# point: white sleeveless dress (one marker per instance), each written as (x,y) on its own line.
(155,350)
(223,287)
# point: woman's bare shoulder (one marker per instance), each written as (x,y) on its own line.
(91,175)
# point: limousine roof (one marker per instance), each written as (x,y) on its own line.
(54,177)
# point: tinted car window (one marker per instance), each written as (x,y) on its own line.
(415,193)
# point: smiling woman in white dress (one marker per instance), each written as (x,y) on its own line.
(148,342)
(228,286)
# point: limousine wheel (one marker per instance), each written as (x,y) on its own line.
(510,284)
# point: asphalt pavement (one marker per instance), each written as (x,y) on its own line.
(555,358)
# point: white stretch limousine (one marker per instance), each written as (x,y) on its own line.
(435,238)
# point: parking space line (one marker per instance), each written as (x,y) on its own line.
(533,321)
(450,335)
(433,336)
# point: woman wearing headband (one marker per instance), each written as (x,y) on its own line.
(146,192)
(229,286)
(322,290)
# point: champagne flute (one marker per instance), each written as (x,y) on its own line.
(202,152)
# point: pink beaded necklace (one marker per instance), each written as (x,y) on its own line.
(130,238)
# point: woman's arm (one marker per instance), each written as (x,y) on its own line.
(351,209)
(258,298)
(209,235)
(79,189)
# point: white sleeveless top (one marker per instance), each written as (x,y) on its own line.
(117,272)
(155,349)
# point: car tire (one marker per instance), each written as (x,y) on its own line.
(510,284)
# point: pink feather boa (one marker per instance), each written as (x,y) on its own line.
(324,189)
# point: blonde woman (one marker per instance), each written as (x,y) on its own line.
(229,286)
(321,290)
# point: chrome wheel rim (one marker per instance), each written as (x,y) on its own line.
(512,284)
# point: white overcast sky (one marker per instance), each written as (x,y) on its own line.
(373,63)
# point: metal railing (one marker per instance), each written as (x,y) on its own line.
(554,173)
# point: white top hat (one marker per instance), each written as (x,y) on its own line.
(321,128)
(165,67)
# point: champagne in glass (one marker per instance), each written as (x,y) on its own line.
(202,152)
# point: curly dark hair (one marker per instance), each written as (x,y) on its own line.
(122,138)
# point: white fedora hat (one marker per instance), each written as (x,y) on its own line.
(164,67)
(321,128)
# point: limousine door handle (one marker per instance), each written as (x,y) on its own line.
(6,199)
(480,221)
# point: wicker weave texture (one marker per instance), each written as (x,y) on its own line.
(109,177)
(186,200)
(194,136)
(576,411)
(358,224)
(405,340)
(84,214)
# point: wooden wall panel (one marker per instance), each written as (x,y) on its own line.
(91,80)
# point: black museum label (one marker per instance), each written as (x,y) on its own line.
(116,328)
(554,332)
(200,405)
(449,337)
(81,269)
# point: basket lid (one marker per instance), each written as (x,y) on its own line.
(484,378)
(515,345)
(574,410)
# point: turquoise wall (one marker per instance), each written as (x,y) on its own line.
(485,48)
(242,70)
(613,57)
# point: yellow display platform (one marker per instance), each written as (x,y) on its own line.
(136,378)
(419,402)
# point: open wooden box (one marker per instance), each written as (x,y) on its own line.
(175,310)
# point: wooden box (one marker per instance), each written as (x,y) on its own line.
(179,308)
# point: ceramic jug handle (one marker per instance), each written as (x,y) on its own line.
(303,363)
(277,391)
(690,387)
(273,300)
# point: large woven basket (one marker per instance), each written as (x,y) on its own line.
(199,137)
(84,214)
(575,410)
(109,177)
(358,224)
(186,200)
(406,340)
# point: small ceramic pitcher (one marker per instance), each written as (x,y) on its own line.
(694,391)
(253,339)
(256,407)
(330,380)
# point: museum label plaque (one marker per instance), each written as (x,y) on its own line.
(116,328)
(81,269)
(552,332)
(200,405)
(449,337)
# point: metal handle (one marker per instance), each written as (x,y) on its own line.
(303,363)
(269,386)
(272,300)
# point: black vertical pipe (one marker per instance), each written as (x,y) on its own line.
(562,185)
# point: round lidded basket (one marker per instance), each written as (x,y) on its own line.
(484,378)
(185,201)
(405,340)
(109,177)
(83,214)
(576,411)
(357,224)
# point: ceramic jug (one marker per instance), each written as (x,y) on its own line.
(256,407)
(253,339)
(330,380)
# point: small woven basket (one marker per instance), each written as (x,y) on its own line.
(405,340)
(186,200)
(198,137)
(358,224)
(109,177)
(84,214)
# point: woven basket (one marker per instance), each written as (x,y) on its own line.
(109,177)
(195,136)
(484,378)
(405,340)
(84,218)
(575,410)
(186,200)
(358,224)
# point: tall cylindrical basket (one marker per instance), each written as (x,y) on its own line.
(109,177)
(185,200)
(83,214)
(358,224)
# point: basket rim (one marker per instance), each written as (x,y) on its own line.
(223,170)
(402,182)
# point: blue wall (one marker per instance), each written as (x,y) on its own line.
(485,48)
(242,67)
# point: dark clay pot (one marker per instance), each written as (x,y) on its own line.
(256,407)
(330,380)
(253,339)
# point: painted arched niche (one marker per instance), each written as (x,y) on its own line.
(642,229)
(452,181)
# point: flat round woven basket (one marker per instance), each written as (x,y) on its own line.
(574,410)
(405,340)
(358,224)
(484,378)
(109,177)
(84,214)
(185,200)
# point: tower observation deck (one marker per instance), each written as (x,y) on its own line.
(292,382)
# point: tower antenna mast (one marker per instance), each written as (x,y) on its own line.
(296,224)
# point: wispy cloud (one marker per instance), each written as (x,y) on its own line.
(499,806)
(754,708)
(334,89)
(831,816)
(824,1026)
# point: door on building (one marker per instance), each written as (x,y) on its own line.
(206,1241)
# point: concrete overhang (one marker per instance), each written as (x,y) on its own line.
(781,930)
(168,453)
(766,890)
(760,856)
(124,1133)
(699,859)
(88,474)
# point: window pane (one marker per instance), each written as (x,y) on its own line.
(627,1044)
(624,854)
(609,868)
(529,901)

★ ★ ★

WHAT IS ASKED: Rewrite the listing above with every "marker" changed to "dot", leaving everything else unchanged.

SOLUTION TO THIS EXERCISE:
# point: white sleeveless dress (one dot per instance), each written as (x,y) on its own line.
(155,350)
(223,287)
# point: woman's bare shoulder (one dot per instance), each written as (x,y) on its own line.
(91,175)
# point: limousine roof (one dot per instance), each written as (x,y) on its own line.
(54,177)
# point: tinted car window (one dot per instance), each written as (x,y) on its own line.
(415,193)
# point: smiling woman in white dress (one dot per instance), each written as (x,y) on its own line.
(148,342)
(228,286)
# point: limousine wheel (one dot per instance), each written as (x,y) on its own line.
(510,284)
# point: asphalt pavement (one dot per instance), each written as (x,y) on its own line.
(555,358)
# point: white stretch limousine (one dot per instance), each written as (x,y) on its own line.
(435,238)
# point: parking space line (one dot per instance), each written as (x,y) on its own line.
(533,321)
(450,335)
(433,336)
# point: woman wearing headband (one dot per instance), each written as (x,y) on its own line.
(146,192)
(229,286)
(322,290)
# point: champagne flute (one dot per instance), each written as (x,y) on its own line.
(202,152)
# point: pink beaded necklace (one dot per instance), each written as (x,y) on its own line.
(130,238)
# point: woman's arm (one dot per instance), each written as (x,y) on its own line.
(351,209)
(258,298)
(209,235)
(79,189)
# point: white sleeveless top (one dot per instance), each written as (x,y) on its own line.
(117,272)
(155,349)
# point: car tire (one dot per instance), each written as (x,y) on its own line.
(510,284)
# point: pink feather boa (one dot per instance), each written as (x,y) on its own line.
(324,189)
# point: blonde woman (one dot per instance), each written as (x,y) on its own line.
(229,286)
(321,290)
# point: chrome wheel rim (one dot per instance), each written as (x,y) on its own line.
(512,284)
# point: white overcast sky (one dot per instance), each written as (x,y) on its own line.
(373,63)
# point: metal railing (one dot per instance), each written as (x,y) on its own line.
(554,173)
# point: white top hat (one dot per instance), each written as (x,y) on its own line.
(321,128)
(165,67)
# point: champagne in glass (one dot per instance), each written as (x,y) on its own line.
(202,152)
# point: curly dark hair (one dot per instance), each written as (x,y) on its own line.
(122,138)
# point: white fedora hat (one dot per instance), each written as (x,y) on its own line.
(164,67)
(321,128)
# point: limousine door handle (one dot per instance), each written as (x,y) on its own line.
(6,199)
(480,221)
# point: wicker weave texture (one dot per instance), each written as (x,y) on its own line.
(109,177)
(186,200)
(194,136)
(576,411)
(358,224)
(405,340)
(84,214)
# point: wooden wall panel (one dot per instance), each written as (x,y) on its own line.
(91,80)
# point: black museum label (one dot per instance), each written as (x,y) on its own line.
(116,328)
(554,332)
(200,405)
(449,337)
(81,269)
# point: basket lid (one dot per instance), each written as (x,y) on its own line.
(484,378)
(515,345)
(574,410)
# point: turquoise wall (one dot per instance), each written as (x,y) on its own line.
(485,48)
(242,70)
(613,57)
# point: yellow display platform (one dot per instance), each written as (x,y) on its own line.
(136,378)
(419,402)
# point: open wooden box (one dot per instance), each written as (x,y) on its own line.
(175,310)
# point: wooden box (one dot per instance), each written as (x,y) on its own line.
(179,308)
# point: ceramic jug handle (one dot per instance), each written as (x,y) on its own line.
(303,363)
(277,391)
(690,387)
(273,300)
# point: large woven basket (one dot per instance), each written as (x,y) on its own line.
(199,137)
(84,214)
(575,410)
(109,177)
(358,224)
(186,200)
(406,340)
# point: small ceramic pitcher (one dot per instance), each written as (x,y) on its own line.
(694,391)
(253,339)
(256,407)
(330,380)
# point: museum label plaque (one dot per instance), each written as (x,y) on its own line.
(116,328)
(81,269)
(552,332)
(200,405)
(449,337)
# point: metal handle (one dot per instance), each written as (x,y) on its own line.
(303,363)
(269,386)
(272,300)
# point: black vertical pipe (one dot per instance), each written as (x,y) on its own line.
(562,185)
# point: round lidded basket (one dot per instance), each written as (x,y) on its own line.
(484,378)
(185,201)
(405,340)
(109,177)
(83,214)
(576,411)
(357,224)
# point: ceramic jug (one dot per instance), each written as (x,y) on its own line.
(256,407)
(253,339)
(330,380)
# point: small woven basket (one dot per instance), each written as (x,y) on its own line.
(405,340)
(186,200)
(198,137)
(358,224)
(109,177)
(84,214)
# point: woven basket (one dot per instance), each written as (x,y) on its own line.
(109,177)
(195,136)
(484,378)
(405,340)
(84,218)
(575,410)
(186,200)
(358,224)
# point: tall cylindrical basket (one dot per instance), each written as (x,y) on its own line.
(109,177)
(185,200)
(83,214)
(358,224)
# point: basket rim (one dot per instance), each written as (x,y) on its own line.
(223,170)
(402,182)
# point: blue wall (one dot per instance), each written as (x,y) on its own line.
(485,48)
(242,67)
# point: dark clay pot (one dot per instance), each written as (x,y) on its own line.
(256,407)
(330,380)
(253,339)
# point: painted arched niche (one dot per instance), each written as (x,y) on its own line.
(642,229)
(452,181)
# point: flat round woven basket (one dot per instance), each written as (x,y) on its own line.
(574,410)
(405,340)
(358,224)
(484,378)
(109,177)
(84,214)
(185,200)
# point: tower observation deck (one dot per instance), each written as (x,y) on its own line.
(292,382)
# point: tower antenna mast (one dot per instance), each written as (x,y) on its own line.
(296,224)
# point: wispy cloud (one dot per instance), each written as (x,y) on its own line.
(499,806)
(754,708)
(334,89)
(831,816)
(824,1026)
# point: door on building (one dot per instance), each written as (x,y) on its own line.
(206,1241)
# point: concrete overhang (one dot per instance), each written as (x,y) on its own line.
(781,930)
(168,453)
(766,890)
(760,856)
(124,1133)
(699,859)
(88,474)
# point: window pane (one dot per instance), each written as (x,y) on its own line.
(627,1044)
(624,854)
(609,868)
(529,901)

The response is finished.